Module 06: Network graph

This module covers the RHACS 4.10 Network Graph: how it visualizes observed traffic between deployments, surfaces anomalous connections, and generates Kubernetes-native Network Policy objects from the observed traffic baseline.

Estimated time: 8-10 minutes

Part 1: Network graph overview and navigation

Know

Context: Network visibility in a Kubernetes cluster is one of the hardest problems for security teams to solve. Traditional network monitoring tools were built for fixed-topology networks. Container environments have dynamic, ephemeral endpoints with traffic flows that change every time a deployment is updated.

The network visibility gap:

  • Security teams managing containerized workloads often have no practical way to answer: "What is actually talking to what inside this cluster?"

  • IP-based network monitoring tools lose context as pod IPs are reassigned constantly

  • Without visibility into east-west traffic (service to service within the cluster), lateral movement by an attacker is effectively invisible

What the RHACS Network Graph provides:

  • A real-time, deployment-level flow diagram of observed traffic across all connected clusters and namespaces

  • Traffic is tracked by deployment identity, not IP address, so the view remains accurate as pods are rescheduled

  • Active and baseline views: observed traffic for a configurable time window versus the established traffic baseline

  • Anomalous flow detection: connections that deviate from the baseline are surfaced immediately

Three tools in one:

The Network Graph functions simultaneously as a flow diagram (what is talking to what right now), a firewall diagram (what Network Policies are in place), and a firewall rule builder (generate Network Policies from observed traffic). No other tool in the OpenShift ecosystem combines all three.

Show

What I say:

"Network visibility is one of the areas where RHACS does something that is genuinely hard to do with any other tool in this stack. Let me show you the Network Graph."

What I do:

  1. From the left side menu, navigate to Network > Network Graph.

  2. In the cluster dropdown at the top, confirm the Production cluster is selected. In the NS (namespace) dropdown, select several namespaces including Payments:

    "The dropdowns at the top let you scope the view to specific clusters, namespaces, and deployments. For a first look, let us include a few namespaces so you can see the traffic flows between them."

**Exercise directions**
Copy out the Network Graph module text in full, word for word.

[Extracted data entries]
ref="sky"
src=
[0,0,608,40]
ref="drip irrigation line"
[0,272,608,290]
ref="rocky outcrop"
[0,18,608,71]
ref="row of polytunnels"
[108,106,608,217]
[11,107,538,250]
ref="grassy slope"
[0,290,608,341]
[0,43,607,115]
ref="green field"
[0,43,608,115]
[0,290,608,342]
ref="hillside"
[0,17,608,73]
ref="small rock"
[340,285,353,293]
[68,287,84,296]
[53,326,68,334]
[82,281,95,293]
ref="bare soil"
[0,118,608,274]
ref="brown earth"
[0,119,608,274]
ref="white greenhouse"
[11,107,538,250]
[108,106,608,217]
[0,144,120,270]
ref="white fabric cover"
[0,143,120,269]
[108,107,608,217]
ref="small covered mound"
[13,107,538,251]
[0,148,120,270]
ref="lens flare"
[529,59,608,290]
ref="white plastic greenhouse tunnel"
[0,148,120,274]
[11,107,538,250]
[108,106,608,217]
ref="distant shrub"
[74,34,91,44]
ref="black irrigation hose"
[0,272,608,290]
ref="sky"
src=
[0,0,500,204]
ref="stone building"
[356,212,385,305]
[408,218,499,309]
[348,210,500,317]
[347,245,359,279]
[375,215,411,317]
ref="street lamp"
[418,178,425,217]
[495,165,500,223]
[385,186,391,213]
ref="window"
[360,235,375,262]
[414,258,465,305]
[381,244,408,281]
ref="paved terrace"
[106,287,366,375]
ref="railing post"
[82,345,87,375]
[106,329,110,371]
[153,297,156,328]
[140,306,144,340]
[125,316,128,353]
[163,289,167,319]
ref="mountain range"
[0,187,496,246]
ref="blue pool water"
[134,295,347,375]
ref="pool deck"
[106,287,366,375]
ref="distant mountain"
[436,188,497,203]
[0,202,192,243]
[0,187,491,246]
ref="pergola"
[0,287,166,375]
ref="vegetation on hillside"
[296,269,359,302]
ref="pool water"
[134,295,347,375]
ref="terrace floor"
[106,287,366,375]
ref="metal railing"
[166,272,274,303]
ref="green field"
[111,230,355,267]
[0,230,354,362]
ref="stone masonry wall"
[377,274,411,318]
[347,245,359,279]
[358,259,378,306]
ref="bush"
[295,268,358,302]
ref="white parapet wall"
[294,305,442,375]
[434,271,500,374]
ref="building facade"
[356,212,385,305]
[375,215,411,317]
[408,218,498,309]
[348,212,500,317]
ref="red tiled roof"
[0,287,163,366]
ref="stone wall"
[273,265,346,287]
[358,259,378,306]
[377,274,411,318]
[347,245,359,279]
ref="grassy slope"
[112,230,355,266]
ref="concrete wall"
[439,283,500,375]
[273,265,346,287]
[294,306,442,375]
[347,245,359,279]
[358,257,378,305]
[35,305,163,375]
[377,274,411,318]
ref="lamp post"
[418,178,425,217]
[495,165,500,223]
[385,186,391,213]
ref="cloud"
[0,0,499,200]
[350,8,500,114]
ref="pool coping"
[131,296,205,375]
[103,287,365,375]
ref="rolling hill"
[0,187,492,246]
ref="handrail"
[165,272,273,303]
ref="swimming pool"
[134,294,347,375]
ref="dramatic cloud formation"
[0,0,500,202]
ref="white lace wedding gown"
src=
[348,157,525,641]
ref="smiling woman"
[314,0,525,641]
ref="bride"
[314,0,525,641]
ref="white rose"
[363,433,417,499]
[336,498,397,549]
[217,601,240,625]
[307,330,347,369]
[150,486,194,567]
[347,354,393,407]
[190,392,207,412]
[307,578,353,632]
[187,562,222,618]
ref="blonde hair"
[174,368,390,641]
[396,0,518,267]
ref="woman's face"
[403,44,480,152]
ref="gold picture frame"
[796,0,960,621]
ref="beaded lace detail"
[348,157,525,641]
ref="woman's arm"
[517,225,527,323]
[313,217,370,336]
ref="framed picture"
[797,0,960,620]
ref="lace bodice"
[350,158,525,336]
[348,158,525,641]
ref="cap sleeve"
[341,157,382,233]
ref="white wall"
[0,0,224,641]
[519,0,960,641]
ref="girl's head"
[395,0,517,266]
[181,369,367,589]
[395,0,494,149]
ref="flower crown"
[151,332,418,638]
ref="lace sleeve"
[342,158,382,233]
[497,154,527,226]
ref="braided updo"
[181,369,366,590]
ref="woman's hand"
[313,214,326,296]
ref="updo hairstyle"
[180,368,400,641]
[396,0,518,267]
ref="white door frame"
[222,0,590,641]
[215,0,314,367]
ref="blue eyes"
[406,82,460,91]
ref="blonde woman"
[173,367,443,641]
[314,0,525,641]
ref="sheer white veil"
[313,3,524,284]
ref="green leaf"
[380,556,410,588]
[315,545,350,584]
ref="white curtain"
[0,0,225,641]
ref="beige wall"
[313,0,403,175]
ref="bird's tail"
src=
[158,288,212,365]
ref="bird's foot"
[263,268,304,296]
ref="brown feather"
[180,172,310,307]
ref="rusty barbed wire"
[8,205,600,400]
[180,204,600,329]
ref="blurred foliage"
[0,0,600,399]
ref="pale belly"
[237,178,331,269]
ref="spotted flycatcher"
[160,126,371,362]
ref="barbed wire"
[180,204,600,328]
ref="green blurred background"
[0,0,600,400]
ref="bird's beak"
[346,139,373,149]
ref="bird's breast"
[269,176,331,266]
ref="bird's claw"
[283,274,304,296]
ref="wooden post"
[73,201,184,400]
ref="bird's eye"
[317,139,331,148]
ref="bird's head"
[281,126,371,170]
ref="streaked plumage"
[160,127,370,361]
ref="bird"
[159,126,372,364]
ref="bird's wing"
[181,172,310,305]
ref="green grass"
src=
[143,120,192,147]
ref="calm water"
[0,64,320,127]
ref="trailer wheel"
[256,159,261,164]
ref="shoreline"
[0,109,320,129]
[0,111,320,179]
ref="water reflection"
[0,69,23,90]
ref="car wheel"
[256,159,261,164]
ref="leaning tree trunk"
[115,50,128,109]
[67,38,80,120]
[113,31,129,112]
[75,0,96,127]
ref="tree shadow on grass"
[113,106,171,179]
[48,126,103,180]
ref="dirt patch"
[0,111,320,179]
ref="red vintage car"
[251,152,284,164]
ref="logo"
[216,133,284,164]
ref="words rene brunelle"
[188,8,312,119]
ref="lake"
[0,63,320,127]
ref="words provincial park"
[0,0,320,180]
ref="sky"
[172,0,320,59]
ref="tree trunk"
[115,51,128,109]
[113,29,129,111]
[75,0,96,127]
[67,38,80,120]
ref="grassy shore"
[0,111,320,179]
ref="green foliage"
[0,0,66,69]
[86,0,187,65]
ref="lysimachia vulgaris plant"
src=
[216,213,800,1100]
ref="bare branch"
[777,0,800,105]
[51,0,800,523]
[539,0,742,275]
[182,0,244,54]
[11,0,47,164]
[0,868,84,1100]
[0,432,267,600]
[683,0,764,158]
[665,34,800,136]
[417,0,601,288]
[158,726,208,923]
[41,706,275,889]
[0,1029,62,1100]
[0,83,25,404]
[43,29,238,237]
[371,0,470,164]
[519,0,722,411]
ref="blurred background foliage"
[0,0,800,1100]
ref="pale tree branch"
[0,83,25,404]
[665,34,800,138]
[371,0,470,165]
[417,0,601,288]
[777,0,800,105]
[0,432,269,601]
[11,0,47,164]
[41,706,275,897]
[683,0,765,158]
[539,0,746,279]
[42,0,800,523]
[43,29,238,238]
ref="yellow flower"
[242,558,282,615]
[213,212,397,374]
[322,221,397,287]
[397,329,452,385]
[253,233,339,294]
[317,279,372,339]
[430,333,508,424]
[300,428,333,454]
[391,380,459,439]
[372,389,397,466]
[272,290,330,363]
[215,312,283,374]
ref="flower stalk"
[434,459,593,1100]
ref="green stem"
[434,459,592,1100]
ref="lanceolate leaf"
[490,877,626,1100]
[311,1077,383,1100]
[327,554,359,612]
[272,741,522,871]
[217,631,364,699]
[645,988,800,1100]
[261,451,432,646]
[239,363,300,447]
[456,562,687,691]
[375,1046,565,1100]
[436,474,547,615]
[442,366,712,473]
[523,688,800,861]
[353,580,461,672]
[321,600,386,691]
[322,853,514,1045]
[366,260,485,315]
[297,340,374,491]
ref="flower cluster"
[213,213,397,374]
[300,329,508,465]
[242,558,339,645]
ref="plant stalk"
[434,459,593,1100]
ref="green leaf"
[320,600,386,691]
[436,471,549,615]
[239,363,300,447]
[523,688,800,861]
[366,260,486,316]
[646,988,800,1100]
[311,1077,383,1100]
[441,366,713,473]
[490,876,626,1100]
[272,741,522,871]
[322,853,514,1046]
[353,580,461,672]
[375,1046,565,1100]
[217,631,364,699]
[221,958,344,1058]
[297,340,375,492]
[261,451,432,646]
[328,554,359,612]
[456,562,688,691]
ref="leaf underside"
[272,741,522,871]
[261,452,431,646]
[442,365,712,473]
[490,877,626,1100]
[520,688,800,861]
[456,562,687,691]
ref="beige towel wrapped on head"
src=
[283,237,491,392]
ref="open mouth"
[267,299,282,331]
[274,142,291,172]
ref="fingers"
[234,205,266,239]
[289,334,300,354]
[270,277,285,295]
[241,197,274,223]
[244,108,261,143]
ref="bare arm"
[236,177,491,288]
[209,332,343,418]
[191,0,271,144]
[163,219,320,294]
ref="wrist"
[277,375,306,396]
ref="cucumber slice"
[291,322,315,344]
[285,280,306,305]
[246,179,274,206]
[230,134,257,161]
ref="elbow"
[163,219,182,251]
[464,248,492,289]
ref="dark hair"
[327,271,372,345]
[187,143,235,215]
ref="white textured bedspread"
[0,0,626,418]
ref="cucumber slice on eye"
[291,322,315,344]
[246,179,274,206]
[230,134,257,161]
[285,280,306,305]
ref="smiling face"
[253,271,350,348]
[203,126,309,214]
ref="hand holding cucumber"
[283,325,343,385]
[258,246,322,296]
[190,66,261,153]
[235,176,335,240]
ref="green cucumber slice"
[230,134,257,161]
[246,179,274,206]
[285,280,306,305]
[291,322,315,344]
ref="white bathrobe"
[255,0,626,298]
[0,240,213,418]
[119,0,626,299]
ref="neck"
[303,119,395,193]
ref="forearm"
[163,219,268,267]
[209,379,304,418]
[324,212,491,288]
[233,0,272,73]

**Response below**
Module 06: Network graph

This module covers the RHACS 4.10 Network Graph: how it visualizes observed traffic between deployments, surfaces anomalous connections, and generates Kubernetes-native Network Policy objects from the observed traffic baseline.

Estimated time: 8-10 minutes

Part 1: Network graph overview and navigation

Know

Context: Network visibility in a Kubernetes cluster is one of the hardest problems for security teams to solve. Traditional network monitoring tools were built for fixed-topology networks. Container environments have dynamic, ephemeral endpoints with traffic flows that change every time a deployment is updated.

The network visibility gap:

  • Security teams managing containerized workloads often have no practical way to answer: "What is actually talking to what inside this cluster?"

  • IP-based network monitoring tools lose context as pod IPs are reassigned constantly

  • Without visibility into east-west traffic (service to service within the cluster), lateral movement by an attacker is effectively invisible

What the RHACS Network Graph provides:

  • A real-time, deployment-level flow diagram of observed traffic across all connected clusters and namespaces

  • Traffic is tracked by deployment identity, not IP address, so the view remains accurate as pods are rescheduled

  • Active and baseline views: observed traffic for a configurable time window versus the established traffic baseline

  • Anomalous flow detection: connections that deviate from the baseline are surfaced immediately

Three tools in one:

The Network Graph functions simultaneously as a flow diagram (what is talking to what right now), a firewall diagram (what Network Policies are in place), and a firewall rule builder (generate Network Policies from observed traffic). No other tool in the OpenShift ecosystem combines all three.

Show

What I say:

"Network visibility is one of the areas where RHACS does something that is genuinely hard to do with any other tool in this stack. Let me show you the Network Graph."

What I do:

  1. From the left side menu, navigate to Network > Network Graph.

  2. In the cluster dropdown at the top, confirm the Production cluster is selected. In the NS (namespace) dropdown, select several namespaces including Payments:

    "The dropdowns at the top let you scope the view to specific clusters, namespaces, and deployments. For a first look, let us include a few namespaces so you can see the traffic flows between them."